■ WHAT THIS TASK INVOLVES: Render the lines of the listing below as a JSON list of strings, one string per line and blank lines omitted, starting with the line containing "--target paved driveway" and going on through the line containing "[[[124,165],[97,158],[80,208],[195,203],[180,163]]]".

■ RECORDS SUPPLIED:
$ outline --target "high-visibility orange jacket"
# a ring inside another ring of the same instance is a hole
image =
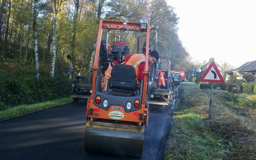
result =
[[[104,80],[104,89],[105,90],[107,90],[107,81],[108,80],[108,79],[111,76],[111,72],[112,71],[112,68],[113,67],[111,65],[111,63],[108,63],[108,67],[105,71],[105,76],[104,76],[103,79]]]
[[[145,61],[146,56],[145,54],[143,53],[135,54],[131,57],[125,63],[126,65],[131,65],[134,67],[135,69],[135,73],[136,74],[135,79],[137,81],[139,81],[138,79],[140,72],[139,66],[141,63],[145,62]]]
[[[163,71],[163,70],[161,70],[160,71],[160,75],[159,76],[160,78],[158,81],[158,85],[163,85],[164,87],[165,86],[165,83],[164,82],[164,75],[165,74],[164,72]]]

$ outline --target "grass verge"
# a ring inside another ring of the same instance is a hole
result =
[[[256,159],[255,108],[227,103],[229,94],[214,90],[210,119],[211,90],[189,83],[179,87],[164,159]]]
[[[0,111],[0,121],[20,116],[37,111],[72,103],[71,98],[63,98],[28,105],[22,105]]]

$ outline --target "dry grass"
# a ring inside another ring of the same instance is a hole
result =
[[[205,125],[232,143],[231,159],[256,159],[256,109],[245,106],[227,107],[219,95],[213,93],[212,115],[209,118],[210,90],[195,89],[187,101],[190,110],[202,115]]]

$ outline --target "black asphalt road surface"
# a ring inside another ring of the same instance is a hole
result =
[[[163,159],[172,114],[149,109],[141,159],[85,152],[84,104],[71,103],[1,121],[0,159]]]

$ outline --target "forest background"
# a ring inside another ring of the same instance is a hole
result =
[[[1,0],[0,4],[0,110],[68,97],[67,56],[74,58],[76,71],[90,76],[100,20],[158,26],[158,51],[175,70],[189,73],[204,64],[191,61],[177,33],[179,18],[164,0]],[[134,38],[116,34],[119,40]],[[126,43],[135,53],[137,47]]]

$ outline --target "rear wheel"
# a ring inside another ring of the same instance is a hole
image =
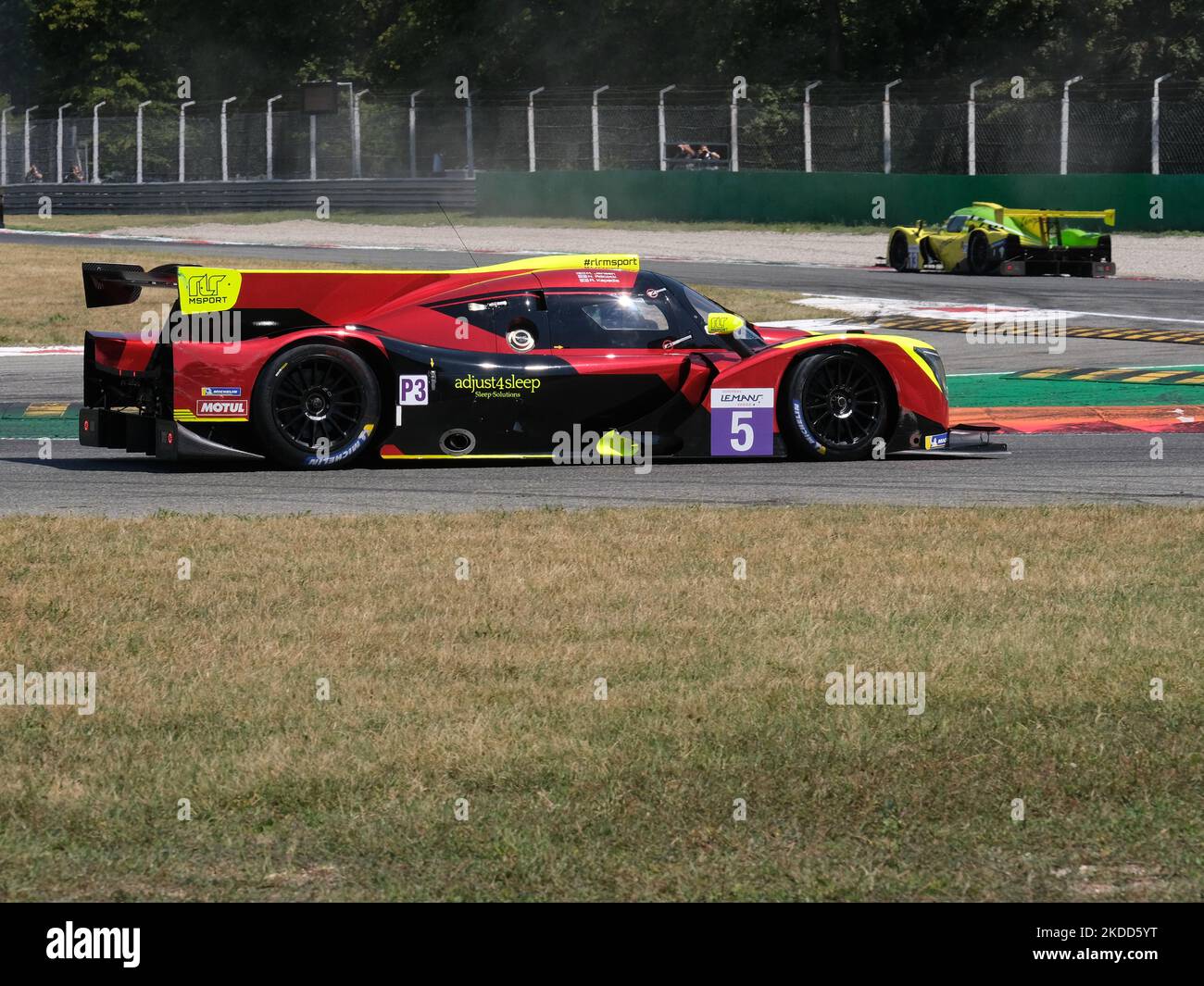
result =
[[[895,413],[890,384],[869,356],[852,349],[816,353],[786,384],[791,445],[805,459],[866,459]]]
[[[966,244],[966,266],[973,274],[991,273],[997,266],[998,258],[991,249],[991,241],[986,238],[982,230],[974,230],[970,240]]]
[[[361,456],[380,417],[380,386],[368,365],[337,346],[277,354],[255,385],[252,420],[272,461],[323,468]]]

==

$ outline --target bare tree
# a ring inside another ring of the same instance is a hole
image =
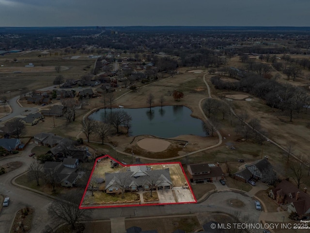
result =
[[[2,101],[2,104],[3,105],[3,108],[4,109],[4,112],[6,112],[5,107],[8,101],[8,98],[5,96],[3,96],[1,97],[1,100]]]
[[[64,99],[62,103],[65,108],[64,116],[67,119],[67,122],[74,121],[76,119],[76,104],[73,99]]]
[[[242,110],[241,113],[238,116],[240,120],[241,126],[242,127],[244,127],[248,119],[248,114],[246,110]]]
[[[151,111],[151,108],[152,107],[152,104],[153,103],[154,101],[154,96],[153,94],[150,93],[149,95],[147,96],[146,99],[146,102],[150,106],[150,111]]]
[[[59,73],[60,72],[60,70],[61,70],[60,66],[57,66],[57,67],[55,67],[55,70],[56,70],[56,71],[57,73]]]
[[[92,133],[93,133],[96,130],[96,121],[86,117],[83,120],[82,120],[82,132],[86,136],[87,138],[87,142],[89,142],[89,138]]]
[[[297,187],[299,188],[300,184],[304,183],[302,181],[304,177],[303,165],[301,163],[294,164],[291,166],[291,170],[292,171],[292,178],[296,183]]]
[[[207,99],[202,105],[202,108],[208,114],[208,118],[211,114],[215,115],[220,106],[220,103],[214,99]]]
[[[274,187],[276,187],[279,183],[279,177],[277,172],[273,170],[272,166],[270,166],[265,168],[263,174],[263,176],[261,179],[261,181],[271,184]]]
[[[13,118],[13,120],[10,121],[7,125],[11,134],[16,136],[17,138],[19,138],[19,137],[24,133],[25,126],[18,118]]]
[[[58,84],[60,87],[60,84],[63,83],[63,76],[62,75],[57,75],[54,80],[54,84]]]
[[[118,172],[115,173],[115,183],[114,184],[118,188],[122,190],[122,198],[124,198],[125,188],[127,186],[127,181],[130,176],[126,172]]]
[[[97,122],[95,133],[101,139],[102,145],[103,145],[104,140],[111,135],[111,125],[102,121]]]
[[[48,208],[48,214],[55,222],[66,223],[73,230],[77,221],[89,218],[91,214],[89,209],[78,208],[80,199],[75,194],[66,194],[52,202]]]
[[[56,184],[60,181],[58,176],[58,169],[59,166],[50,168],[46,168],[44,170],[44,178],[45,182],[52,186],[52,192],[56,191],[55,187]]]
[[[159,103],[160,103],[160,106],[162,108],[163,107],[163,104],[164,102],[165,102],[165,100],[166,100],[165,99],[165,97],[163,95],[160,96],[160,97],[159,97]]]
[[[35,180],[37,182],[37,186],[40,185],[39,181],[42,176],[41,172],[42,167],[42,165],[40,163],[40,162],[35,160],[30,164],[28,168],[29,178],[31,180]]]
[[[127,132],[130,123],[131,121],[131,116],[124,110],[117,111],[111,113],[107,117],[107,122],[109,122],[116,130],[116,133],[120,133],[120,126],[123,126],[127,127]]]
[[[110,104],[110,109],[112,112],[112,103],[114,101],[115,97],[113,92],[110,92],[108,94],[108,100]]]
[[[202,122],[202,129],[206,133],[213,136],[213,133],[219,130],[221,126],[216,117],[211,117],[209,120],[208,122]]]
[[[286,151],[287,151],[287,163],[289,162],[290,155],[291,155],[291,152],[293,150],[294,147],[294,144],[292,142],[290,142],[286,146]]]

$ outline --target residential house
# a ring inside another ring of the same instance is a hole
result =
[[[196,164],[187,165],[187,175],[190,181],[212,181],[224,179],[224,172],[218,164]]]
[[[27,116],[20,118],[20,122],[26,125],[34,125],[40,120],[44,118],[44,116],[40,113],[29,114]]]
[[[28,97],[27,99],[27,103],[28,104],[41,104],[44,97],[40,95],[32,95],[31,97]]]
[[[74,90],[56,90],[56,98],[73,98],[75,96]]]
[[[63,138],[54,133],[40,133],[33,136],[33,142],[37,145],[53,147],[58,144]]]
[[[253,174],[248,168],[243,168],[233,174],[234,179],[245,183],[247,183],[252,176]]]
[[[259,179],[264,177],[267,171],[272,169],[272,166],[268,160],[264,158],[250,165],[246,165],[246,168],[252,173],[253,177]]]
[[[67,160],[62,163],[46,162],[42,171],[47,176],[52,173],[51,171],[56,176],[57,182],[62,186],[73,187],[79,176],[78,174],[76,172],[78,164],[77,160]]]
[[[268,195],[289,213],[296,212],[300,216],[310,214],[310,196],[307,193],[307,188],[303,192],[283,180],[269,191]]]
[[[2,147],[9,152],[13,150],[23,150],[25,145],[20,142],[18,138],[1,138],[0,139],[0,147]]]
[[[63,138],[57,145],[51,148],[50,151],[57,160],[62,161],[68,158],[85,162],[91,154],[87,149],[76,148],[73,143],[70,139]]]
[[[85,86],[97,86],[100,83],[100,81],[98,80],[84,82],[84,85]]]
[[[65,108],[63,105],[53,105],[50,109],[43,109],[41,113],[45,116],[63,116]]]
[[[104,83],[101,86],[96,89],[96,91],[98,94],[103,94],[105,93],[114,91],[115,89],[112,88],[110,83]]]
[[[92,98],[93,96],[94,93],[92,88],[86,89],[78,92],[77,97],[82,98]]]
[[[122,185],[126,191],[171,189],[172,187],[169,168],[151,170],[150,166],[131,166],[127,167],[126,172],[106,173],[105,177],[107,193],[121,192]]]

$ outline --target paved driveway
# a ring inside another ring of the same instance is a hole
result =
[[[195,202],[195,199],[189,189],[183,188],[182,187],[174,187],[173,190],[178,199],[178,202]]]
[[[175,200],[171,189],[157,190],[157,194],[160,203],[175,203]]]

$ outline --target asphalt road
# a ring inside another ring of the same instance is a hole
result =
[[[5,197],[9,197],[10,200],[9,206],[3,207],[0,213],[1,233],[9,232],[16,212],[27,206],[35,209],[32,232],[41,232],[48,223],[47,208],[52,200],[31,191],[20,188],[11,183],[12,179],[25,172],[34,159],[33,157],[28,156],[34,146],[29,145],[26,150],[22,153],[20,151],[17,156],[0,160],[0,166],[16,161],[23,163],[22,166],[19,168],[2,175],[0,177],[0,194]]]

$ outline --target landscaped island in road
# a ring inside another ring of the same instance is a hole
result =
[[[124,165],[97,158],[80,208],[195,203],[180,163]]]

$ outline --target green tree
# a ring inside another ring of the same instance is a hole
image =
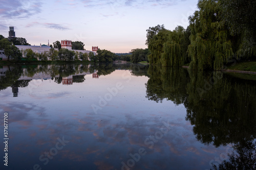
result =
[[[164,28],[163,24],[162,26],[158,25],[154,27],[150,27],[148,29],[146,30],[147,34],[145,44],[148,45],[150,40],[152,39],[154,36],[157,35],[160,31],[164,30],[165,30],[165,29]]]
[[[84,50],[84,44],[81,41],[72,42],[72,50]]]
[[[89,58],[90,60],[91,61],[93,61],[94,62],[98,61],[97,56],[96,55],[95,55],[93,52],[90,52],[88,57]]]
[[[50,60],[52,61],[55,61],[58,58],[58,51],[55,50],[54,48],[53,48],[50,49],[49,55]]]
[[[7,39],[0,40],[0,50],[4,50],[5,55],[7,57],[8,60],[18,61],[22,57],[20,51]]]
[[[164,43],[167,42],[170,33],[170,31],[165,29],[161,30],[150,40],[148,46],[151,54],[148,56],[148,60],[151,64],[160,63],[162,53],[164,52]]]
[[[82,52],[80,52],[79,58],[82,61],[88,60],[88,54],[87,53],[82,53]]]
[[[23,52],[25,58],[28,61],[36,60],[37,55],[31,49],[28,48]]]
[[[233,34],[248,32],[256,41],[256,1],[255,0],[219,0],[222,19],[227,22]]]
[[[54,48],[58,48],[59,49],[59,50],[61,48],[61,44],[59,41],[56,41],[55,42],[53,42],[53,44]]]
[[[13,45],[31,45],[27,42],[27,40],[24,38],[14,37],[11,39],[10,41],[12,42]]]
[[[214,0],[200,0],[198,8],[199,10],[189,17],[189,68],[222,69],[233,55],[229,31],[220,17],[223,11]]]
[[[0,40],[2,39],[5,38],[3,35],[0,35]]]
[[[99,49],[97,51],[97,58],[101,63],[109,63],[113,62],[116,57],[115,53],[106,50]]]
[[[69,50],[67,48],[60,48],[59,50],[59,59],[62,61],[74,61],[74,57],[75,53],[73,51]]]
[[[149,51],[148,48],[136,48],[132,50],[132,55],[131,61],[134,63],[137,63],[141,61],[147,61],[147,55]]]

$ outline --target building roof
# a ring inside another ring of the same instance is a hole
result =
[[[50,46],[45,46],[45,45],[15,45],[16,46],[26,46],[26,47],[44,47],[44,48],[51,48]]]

■ SOLVED EXERCISE:
[
  "$ outline --target paved driveway",
  "# a ring inside another ring of the same instance is a hole",
  "result =",
  "[[[195,202],[195,199],[189,189],[183,188],[182,187],[174,187],[173,190],[178,199],[178,202]]]",
  "[[[175,200],[171,189],[157,190],[157,194],[160,203],[175,203]]]",
  "$ outline --target asphalt road",
  "# a ring inside another ring of the same instance is a hole",
  "result =",
  "[[[5,197],[9,197],[10,200],[9,206],[3,207],[0,213],[1,233],[9,232],[16,212],[27,206],[35,209],[32,232],[41,232],[48,223],[47,208],[52,200],[31,191],[20,188],[11,183],[12,179],[25,172],[34,159],[33,157],[28,156],[34,146],[29,145],[26,150],[22,153],[20,151],[17,156],[0,160],[0,166],[16,161],[23,163],[22,166],[19,168],[2,175],[0,177],[0,194]]]",
  "$ outline --target landscaped island in road",
  "# a ring inside another ring of the same instance is a hole",
  "result =",
  "[[[124,165],[97,158],[80,208],[195,203],[180,163]]]"
]